### What to do
Set out every line of the items below as a JSON list of strings, with one string per line and blank lines omitted.

### Dataset excerpts
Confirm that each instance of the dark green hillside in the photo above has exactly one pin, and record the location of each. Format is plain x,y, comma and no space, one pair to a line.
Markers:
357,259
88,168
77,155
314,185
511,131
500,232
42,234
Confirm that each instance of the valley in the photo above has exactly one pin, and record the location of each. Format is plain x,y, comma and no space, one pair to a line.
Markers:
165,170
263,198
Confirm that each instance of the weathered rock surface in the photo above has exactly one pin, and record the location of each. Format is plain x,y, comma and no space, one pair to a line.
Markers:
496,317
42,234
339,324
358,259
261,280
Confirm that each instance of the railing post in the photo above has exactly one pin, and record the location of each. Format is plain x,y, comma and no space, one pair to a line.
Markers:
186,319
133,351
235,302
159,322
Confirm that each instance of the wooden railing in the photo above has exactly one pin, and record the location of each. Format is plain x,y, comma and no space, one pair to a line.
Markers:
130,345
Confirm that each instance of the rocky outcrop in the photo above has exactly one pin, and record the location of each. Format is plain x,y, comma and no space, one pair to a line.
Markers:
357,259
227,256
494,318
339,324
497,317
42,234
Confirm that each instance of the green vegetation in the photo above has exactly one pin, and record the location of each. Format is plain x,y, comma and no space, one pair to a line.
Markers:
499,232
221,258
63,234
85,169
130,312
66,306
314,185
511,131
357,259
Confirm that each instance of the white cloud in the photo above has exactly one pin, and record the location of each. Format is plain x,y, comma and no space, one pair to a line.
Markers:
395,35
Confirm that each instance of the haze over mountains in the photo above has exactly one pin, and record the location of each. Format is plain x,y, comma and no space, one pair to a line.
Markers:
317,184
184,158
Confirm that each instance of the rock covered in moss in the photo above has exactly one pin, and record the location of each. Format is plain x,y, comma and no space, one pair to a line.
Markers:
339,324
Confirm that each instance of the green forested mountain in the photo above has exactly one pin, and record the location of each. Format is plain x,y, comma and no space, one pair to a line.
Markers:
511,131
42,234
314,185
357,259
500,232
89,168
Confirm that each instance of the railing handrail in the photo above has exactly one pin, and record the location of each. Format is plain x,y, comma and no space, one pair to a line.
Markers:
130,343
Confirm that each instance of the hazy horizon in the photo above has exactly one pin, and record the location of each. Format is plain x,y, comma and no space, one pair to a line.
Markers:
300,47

### Output for this exercise
[
  "Confirm that each instance of the dark green hillside in the photo above has exactly one pin, and record the location of each. Format is plain x,y, comma and no space, one pair to a line.",
  "Markers:",
  "357,259",
  "88,168",
  "77,155",
  "314,185",
  "511,131",
  "500,232",
  "42,234",
  "Confirm that each instance of the valley in the photo above has exactly one pin, and record the location of each. Format is plain x,y, comma and no space, one pair to a line.",
  "Markers:",
  "165,170",
  "263,198",
  "Confirm that each instance of the weathered rock surface in the photo above has exactly one pin, and record the location of each. Format is plain x,y, comma and no space, one pair to a line.",
  "Markers:",
  "496,317",
  "42,234",
  "339,324",
  "358,259",
  "261,280",
  "Confirm that each instance of the railing post in the photo above has exactly one pin, and record the location of each. Format is plain x,y, comma and no space, one pair to a line.",
  "Markers:",
  "186,319",
  "133,351",
  "235,302",
  "159,322",
  "Confirm that each instance of the wooden railing in the photo above has exactly one pin, and record the location of each. Format is plain x,y, comma and no space, one pair to a line.",
  "Markers:",
  "130,345",
  "Confirm that each instance of the rocky outcrop in the photo above has exactly one pin, and record the location of each. Format is plain x,y, comma and no space, one pair to a line.",
  "Markers:",
  "357,259",
  "227,256",
  "494,318",
  "339,324",
  "497,317",
  "42,234",
  "Confirm that each instance of the green vegetation in the photo above has exactly one pin, and record the location of each. Format is plain x,y, comma and no space, one pair to a line.",
  "Markers:",
  "499,232",
  "221,258",
  "63,234",
  "85,169",
  "130,312",
  "66,306",
  "314,185",
  "511,131",
  "357,259",
  "Confirm that each instance of the white cloud in the photo above has exactly one pin, and record the location of each. Format is plain x,y, comma and no space, one pair to a line.",
  "Markers:",
  "395,35",
  "Confirm that each instance of the haze over mountains in the photo above has exactly one pin, and record the location of each. Format is plain x,y, comma and no space, one pair to a line.",
  "Markers:",
  "317,184",
  "184,158",
  "Confirm that each instance of the rock covered in moss in the photo above has exactly one pin, and record the location of each. Format is plain x,y, comma and no space, one pair to a line.",
  "Markers:",
  "339,324",
  "Confirm that each instance of the green forested mountain in the photo above has exactly one pin, and record the location of each. Format is plain x,y, comma and no space, one pair to a line.",
  "Markers:",
  "511,131",
  "42,234",
  "314,185",
  "357,259",
  "500,232",
  "89,168",
  "Confirm that each instance of the railing handrail in the photo above has exactly one pin, and record the location of each. Format is plain x,y, comma and no space, one pair to a line.",
  "Markers:",
  "130,343",
  "Confirm that each instance of the hazy horizon in the photo above has exactly one pin, and record the location of each. Format is plain x,y, comma and no space, one pair to a line.",
  "Markers:",
  "300,47"
]